## What the task asks
Repeat the line that contains "Question. The photo above holds the van wheel." and all lines after it through the end, exactly as they are, minus the pictures.

** start Source data **

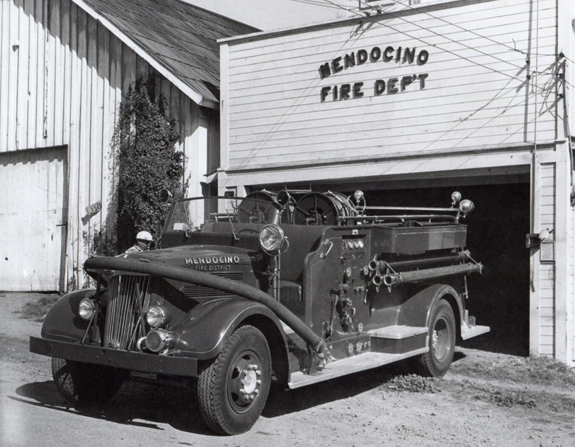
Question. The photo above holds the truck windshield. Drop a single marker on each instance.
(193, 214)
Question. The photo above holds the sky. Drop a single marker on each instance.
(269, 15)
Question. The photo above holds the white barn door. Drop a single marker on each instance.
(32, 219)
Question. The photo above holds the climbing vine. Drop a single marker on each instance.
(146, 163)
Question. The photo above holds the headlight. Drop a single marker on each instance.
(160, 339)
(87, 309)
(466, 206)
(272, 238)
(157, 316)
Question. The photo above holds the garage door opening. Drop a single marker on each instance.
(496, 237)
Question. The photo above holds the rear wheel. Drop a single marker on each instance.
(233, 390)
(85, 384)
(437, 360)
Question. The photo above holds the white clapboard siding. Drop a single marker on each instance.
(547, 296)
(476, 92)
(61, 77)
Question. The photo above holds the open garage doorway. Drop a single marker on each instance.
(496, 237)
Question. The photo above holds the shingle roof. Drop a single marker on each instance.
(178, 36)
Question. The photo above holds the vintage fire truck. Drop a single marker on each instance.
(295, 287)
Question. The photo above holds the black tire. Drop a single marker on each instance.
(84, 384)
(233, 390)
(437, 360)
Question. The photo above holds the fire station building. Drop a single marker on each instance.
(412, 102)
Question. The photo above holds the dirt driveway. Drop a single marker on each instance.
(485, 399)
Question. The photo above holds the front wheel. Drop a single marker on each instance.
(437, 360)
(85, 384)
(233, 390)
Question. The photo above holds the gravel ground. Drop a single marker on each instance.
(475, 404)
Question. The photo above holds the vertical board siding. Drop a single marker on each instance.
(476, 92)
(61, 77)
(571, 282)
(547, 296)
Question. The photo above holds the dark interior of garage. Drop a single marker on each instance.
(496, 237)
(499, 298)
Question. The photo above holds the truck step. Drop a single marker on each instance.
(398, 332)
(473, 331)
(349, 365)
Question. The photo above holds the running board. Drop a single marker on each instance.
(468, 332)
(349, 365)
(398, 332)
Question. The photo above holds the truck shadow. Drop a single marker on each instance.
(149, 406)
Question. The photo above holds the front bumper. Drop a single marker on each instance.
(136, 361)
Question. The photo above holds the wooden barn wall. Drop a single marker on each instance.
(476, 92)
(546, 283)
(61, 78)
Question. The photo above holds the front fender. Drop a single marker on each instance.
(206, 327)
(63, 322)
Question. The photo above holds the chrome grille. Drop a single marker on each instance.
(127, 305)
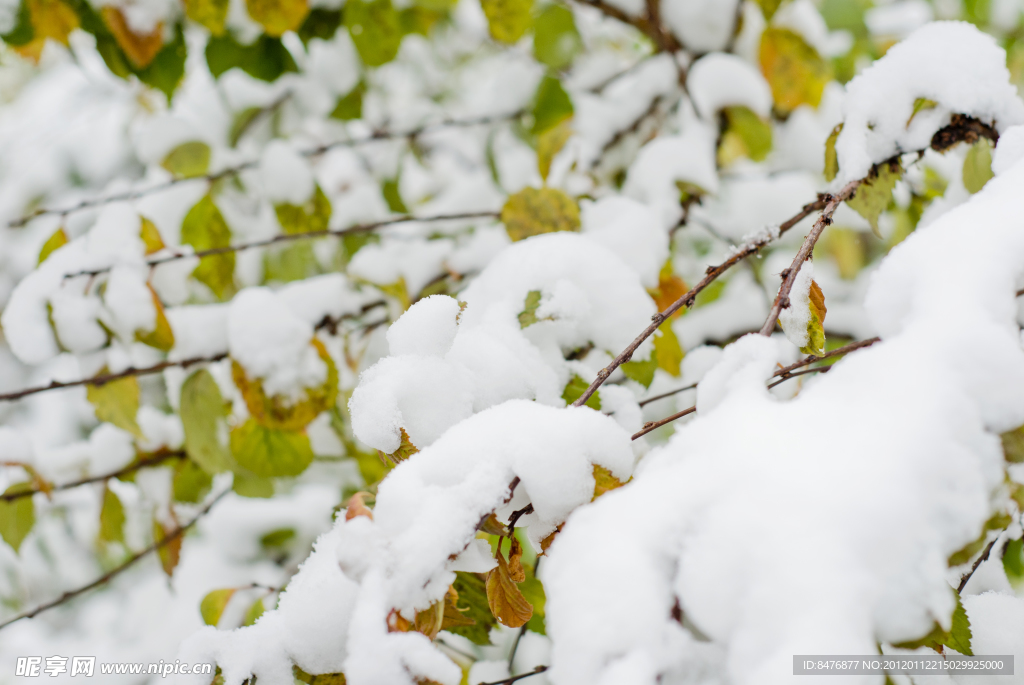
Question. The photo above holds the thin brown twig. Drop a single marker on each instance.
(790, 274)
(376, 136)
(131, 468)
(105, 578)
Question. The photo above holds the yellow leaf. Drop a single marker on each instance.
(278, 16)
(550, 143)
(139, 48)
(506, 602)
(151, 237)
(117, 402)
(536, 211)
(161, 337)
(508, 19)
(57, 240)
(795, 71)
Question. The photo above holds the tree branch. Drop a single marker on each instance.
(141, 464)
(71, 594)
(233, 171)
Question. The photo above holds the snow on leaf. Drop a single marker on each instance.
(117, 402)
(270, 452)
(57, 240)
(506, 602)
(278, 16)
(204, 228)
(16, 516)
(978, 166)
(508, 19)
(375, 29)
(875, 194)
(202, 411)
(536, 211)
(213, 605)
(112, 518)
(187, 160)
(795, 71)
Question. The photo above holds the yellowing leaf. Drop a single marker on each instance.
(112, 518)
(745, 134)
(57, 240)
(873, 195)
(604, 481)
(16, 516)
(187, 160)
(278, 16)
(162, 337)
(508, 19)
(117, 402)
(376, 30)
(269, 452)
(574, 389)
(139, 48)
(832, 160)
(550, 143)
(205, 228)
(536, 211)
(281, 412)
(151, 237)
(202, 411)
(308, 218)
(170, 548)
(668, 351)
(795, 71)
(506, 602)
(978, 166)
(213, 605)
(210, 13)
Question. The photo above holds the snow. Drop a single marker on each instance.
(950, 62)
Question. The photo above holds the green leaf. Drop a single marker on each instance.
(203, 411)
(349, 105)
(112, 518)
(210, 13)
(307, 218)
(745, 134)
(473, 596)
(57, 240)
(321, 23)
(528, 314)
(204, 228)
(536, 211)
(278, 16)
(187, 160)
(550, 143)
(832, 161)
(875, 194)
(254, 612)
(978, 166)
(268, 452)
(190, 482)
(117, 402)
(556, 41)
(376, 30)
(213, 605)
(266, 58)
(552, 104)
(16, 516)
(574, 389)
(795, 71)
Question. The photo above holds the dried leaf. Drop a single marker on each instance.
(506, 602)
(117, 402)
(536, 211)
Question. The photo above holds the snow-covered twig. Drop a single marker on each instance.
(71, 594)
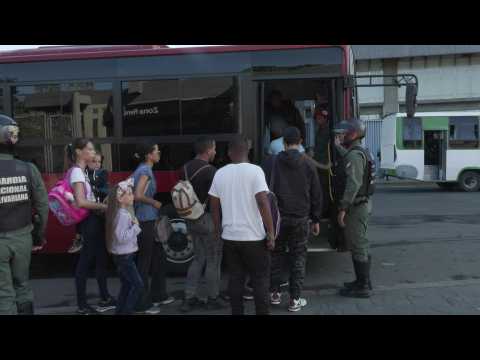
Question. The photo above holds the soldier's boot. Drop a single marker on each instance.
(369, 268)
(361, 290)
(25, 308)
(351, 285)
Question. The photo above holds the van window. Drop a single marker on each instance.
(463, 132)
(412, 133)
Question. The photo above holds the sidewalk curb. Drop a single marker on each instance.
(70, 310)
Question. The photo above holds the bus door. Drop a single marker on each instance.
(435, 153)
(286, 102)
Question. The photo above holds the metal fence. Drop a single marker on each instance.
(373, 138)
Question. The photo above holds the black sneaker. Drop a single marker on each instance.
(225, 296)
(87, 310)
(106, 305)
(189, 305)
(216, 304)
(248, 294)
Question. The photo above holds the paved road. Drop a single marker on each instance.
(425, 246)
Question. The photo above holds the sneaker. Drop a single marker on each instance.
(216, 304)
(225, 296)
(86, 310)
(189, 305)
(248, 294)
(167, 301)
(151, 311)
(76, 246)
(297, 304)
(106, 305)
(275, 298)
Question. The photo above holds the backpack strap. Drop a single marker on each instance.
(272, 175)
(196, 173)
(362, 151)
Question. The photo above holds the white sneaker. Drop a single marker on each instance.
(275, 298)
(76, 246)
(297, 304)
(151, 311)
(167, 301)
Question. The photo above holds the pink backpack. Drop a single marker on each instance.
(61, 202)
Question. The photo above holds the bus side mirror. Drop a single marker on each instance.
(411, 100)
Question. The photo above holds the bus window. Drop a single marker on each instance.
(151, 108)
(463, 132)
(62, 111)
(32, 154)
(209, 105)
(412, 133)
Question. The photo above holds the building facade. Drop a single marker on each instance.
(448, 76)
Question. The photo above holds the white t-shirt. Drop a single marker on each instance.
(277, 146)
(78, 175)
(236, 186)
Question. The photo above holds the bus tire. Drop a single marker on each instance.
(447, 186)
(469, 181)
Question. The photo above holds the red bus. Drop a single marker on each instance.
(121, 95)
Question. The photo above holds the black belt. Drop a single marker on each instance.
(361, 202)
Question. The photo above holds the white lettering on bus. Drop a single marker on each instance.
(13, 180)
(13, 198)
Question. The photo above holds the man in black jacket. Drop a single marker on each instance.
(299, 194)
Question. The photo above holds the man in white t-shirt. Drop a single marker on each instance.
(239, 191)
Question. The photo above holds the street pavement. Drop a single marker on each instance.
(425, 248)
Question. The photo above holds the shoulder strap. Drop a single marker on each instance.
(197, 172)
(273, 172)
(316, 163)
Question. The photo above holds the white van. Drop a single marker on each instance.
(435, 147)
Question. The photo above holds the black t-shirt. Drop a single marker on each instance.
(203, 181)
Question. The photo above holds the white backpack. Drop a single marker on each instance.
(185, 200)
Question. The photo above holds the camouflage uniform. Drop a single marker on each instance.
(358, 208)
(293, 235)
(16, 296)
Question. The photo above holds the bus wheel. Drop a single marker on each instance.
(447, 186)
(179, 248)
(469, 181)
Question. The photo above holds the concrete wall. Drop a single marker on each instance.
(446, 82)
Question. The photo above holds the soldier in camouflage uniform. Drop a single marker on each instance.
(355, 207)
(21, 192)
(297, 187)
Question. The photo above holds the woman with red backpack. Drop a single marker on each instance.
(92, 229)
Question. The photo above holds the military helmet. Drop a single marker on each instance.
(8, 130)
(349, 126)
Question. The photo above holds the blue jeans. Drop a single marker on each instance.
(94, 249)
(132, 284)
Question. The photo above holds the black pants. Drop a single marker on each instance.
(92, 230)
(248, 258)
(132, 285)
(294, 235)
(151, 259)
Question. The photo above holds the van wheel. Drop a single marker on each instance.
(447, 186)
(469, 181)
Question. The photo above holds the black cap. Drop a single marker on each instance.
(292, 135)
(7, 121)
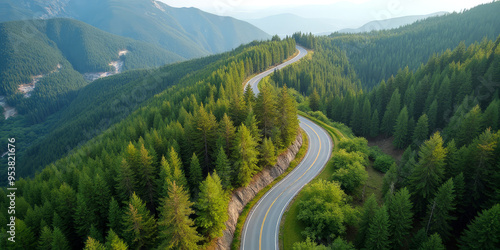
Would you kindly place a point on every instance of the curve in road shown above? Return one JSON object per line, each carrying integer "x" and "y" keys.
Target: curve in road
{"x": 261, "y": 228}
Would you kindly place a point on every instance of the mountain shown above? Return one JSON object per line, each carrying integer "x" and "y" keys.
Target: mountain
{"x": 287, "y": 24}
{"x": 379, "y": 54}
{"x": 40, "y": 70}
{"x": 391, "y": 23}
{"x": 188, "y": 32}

** end Source data **

## Exercise answer
Question. The photo above holds the van wheel. Drop a single marker on each instance.
(447, 186)
(469, 181)
Question. The photo above holds the black cap. Drop a single marker on each instance.
(292, 135)
(7, 121)
Would you kindly place a point on every instance of the curve in road shown above? Return one JSON object per line, each carrying integer "x" and "y" keys.
Target: curve in road
{"x": 261, "y": 228}
Would you kindly place a point on every instance of the mountain shown above? Return one JSON object per line, each carrying integer "x" and "y" keys.
Target: mountain
{"x": 287, "y": 24}
{"x": 379, "y": 54}
{"x": 40, "y": 70}
{"x": 391, "y": 23}
{"x": 188, "y": 32}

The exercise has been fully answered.